THE TASK = Reproduce the entries below exactly, but leave the pictures out.

SOURCE DATA =
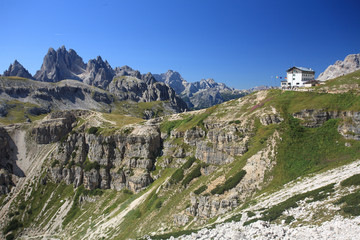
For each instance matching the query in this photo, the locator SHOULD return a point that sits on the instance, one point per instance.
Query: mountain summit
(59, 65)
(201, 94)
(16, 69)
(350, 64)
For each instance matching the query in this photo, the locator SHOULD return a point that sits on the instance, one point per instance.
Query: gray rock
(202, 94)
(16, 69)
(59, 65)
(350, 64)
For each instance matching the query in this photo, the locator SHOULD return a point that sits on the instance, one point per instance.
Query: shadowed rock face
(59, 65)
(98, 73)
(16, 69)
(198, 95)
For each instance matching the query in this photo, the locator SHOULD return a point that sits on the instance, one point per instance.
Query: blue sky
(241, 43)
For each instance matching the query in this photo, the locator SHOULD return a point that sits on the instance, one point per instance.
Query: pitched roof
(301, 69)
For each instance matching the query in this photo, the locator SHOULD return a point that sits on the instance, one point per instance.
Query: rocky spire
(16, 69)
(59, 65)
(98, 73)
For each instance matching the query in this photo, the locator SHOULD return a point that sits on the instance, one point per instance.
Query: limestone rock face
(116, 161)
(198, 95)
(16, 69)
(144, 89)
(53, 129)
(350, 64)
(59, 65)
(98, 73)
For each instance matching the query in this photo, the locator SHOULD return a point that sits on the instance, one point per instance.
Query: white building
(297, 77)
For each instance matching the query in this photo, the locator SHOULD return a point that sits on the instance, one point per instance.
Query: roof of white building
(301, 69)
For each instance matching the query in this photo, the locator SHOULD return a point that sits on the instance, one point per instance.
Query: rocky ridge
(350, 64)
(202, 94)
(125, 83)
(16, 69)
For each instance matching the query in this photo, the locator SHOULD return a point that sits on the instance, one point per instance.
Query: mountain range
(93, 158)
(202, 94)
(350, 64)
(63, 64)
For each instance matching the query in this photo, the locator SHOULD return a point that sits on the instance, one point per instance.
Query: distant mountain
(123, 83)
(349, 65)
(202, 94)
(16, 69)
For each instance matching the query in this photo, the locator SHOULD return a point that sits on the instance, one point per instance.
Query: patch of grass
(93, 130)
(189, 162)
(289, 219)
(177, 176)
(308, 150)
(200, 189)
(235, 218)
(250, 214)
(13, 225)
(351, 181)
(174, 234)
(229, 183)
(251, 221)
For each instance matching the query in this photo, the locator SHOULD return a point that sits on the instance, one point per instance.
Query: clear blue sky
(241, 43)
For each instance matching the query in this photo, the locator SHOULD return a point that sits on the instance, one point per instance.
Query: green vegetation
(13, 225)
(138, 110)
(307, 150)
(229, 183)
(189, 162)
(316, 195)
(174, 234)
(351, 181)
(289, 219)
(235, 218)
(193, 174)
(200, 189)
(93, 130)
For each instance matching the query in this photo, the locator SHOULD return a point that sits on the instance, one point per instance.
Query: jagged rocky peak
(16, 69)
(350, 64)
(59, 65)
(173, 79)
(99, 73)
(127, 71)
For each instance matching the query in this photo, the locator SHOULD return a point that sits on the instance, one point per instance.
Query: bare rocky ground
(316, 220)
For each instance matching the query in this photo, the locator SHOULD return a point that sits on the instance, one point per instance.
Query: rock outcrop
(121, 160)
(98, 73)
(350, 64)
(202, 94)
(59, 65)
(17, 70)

OUTPUT FOR THIS EXERCISE =
For each instance matching the query in this photo, the locator SHOULD return a point that sits on the instance, one point per instance.
Query: mountain summit
(59, 65)
(201, 94)
(16, 69)
(350, 64)
For each instance matching the query in this photo, the locator SHOULD return a point that sits on the instance, one point per instance.
Query: gray rock
(202, 94)
(16, 69)
(59, 65)
(350, 64)
For each instance matching the query in this photo, the locator SHOULD return a point that sits on the instance, one point per instance.
Query: shadowed rock face
(59, 65)
(98, 73)
(16, 69)
(198, 95)
For each instance matching the query in this photo, the locator SHOULD return a point that sits on the instance, one point per instance.
Query: blue sky
(241, 43)
For each instance matching the query in this photo, the locator SHOULD return a point that sits on the instance, one point per instance.
Query: pitched roof
(301, 69)
For each instance matching the query in this photo, the locator SHOULD return a point that sits on the instance, one point per instance.
Query: rocky spire
(16, 69)
(59, 65)
(98, 73)
For each instance matching the query in this photo, the locator SHOULD return a point that sits on the instance, one point per instance.
Query: limestone rock face
(116, 161)
(198, 95)
(16, 69)
(144, 89)
(53, 129)
(350, 64)
(59, 65)
(98, 73)
For each instance matching the query in this photo, the locator SHOULD return a point that sits on the instance, one point per instance.
Query: white building
(297, 77)
For each instance matching the query in this photo, the locator SHOULD return a point that sits on the instance, one point per instance.
Query: roof of white building
(301, 69)
For each instance matching the query in this photo, the locator SHOULD return a point that sits on the instance, one point per instance.
Query: rocky ridge
(350, 64)
(202, 94)
(125, 83)
(16, 69)
For each instance matching the query in this photo, the locator SHOULD return a point that sits on the instance, one point per instance.
Query: mountain range
(93, 158)
(202, 94)
(350, 64)
(63, 64)
For each instance matching the query in this photo, the locator SHOULD return a point that sits on the instance, one point per instance.
Query: distant mountain
(123, 83)
(349, 65)
(202, 94)
(16, 69)
For each instance matching the query in this photo, the locator SHOULD return a point that sits on the instance, one point per instance.
Query: patch of grass
(93, 130)
(189, 162)
(289, 219)
(177, 176)
(308, 150)
(200, 189)
(235, 218)
(250, 214)
(13, 225)
(351, 181)
(174, 234)
(229, 183)
(251, 221)
For each instance matching the query in this photo, the locator SHOULD return a point that sits on the instance, one point per instance.
Query: clear blue sky
(241, 43)
For each instance matching the query in this photo, the locator SHOULD return a point that sits on the instance, one point per instance.
Query: green vegetation
(13, 225)
(138, 110)
(307, 150)
(229, 183)
(189, 162)
(316, 195)
(174, 234)
(351, 181)
(289, 219)
(235, 218)
(193, 174)
(200, 189)
(93, 130)
For each instance matching the query in this photo, the locator SHOULD return a point that sits on the instance, one point per instance.
Query: jagged rocky peak
(16, 69)
(350, 64)
(59, 65)
(173, 79)
(99, 73)
(127, 71)
For each instance matching the query in this photo, the locator SHOULD return a point that sits on the instance, one point per instance.
Query: bare rocky ground
(316, 220)
For each instance matching the query in this photo, the locator SHOULD return a point that sits on the instance, one point per instance.
Query: rock outcrop
(121, 160)
(98, 73)
(350, 64)
(202, 94)
(59, 65)
(17, 70)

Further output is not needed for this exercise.